Exercise aim: Starting at the line that has "On this screenshot, the dashed" and stopping after the last line of the material, copy every line, adding 46 to each coordinate in the bounding boxes and keeping all other text unchanged.

Data for this exercise:
[Start]
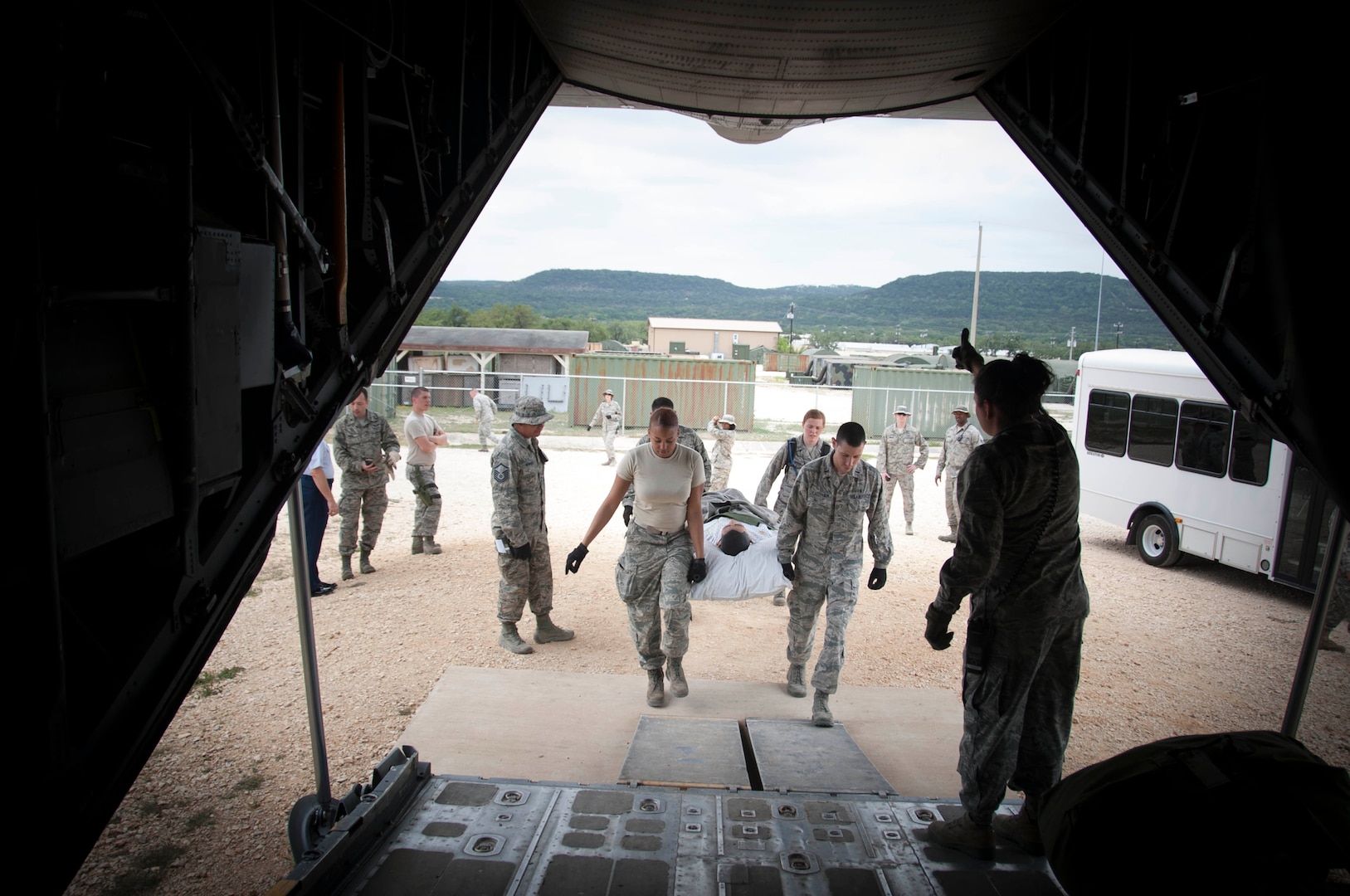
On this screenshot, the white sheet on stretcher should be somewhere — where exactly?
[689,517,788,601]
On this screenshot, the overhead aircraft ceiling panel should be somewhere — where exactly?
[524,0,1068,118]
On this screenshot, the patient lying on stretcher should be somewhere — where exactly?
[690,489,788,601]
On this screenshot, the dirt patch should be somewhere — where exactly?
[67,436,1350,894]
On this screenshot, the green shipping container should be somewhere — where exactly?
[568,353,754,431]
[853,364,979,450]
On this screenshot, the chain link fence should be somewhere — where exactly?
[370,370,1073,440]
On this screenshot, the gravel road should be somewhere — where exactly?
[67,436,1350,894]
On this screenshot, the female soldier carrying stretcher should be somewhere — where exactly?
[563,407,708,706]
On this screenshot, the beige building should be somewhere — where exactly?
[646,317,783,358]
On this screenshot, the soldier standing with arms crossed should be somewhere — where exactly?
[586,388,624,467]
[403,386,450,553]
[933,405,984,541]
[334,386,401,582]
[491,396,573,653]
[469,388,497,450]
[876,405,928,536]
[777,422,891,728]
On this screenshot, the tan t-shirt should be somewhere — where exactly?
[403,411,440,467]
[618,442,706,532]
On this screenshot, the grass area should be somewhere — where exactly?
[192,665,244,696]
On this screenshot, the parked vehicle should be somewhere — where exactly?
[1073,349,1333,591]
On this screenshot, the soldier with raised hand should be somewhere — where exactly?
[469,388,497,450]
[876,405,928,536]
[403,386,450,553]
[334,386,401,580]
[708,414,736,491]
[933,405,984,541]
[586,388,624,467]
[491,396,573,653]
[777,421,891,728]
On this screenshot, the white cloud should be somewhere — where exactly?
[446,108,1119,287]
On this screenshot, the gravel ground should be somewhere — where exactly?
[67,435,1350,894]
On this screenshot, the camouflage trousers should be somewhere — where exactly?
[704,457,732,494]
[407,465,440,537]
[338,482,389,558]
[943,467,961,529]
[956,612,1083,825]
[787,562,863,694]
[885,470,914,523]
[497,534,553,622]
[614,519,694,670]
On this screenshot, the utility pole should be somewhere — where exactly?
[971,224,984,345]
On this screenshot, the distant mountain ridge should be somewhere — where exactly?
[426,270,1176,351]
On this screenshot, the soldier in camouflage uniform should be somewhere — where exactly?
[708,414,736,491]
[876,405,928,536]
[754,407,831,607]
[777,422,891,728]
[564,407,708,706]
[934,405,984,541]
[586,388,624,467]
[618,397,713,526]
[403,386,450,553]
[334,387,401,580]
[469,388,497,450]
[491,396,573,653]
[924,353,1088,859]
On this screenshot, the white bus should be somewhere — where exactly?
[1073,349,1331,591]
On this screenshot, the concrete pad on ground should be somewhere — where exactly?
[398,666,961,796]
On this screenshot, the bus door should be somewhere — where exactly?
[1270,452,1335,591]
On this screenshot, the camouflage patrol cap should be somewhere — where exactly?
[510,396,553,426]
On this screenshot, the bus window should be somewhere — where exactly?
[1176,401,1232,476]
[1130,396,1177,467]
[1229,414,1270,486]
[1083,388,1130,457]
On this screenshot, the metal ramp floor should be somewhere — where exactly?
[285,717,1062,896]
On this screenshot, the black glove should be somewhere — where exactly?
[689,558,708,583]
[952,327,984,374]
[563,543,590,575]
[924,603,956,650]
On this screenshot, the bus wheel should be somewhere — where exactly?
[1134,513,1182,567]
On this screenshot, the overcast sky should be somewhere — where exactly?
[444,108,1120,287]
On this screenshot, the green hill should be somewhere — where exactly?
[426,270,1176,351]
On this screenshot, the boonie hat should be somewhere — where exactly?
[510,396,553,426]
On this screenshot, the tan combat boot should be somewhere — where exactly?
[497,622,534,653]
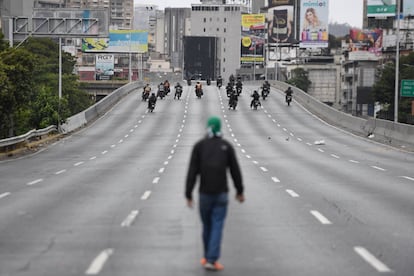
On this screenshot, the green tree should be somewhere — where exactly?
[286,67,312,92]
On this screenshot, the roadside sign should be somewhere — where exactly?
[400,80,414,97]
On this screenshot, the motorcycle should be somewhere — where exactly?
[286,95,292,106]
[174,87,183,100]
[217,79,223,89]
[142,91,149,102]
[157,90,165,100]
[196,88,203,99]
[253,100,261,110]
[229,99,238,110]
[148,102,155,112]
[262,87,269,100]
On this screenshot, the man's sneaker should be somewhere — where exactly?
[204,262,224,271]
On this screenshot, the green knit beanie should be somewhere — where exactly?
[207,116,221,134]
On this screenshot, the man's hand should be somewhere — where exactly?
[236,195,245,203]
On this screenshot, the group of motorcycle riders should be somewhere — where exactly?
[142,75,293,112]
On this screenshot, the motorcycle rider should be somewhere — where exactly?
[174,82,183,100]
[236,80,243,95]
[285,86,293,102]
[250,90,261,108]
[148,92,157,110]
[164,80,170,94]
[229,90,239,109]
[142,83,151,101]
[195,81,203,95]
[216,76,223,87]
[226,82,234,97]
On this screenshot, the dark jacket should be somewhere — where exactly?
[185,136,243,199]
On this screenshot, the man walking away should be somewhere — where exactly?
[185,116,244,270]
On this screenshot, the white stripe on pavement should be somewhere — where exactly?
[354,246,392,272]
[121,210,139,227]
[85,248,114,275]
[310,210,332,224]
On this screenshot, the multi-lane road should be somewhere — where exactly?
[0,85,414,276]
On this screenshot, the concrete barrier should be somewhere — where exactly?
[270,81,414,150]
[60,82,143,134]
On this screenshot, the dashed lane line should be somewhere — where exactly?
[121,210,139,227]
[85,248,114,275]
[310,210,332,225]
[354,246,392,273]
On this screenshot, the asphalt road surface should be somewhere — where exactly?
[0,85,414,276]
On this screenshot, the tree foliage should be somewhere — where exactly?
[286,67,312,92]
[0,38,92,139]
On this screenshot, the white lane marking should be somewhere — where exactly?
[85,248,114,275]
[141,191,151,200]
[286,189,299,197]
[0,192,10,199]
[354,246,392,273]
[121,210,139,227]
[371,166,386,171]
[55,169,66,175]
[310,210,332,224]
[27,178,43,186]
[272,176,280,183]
[End]
Written response:
On this screenshot, the dashed lane line should be somewhere — where exactly?
[167,256,185,273]
[131,294,160,321]
[356,256,378,271]
[400,292,438,319]
On this screenshot, the asphalt road surface should be somewhere — where exactly?
[46,131,460,322]
On this screenshot, the tree foliage should be somewhere — where exactly?
[332,113,358,138]
[46,84,138,185]
On this screenshot, the white lane marking should be somewhere — where exactly?
[131,294,160,321]
[187,237,197,246]
[332,235,345,243]
[46,238,56,245]
[400,292,438,319]
[167,256,185,273]
[417,212,432,217]
[101,215,112,221]
[356,256,378,270]
[73,224,89,232]
[318,222,326,229]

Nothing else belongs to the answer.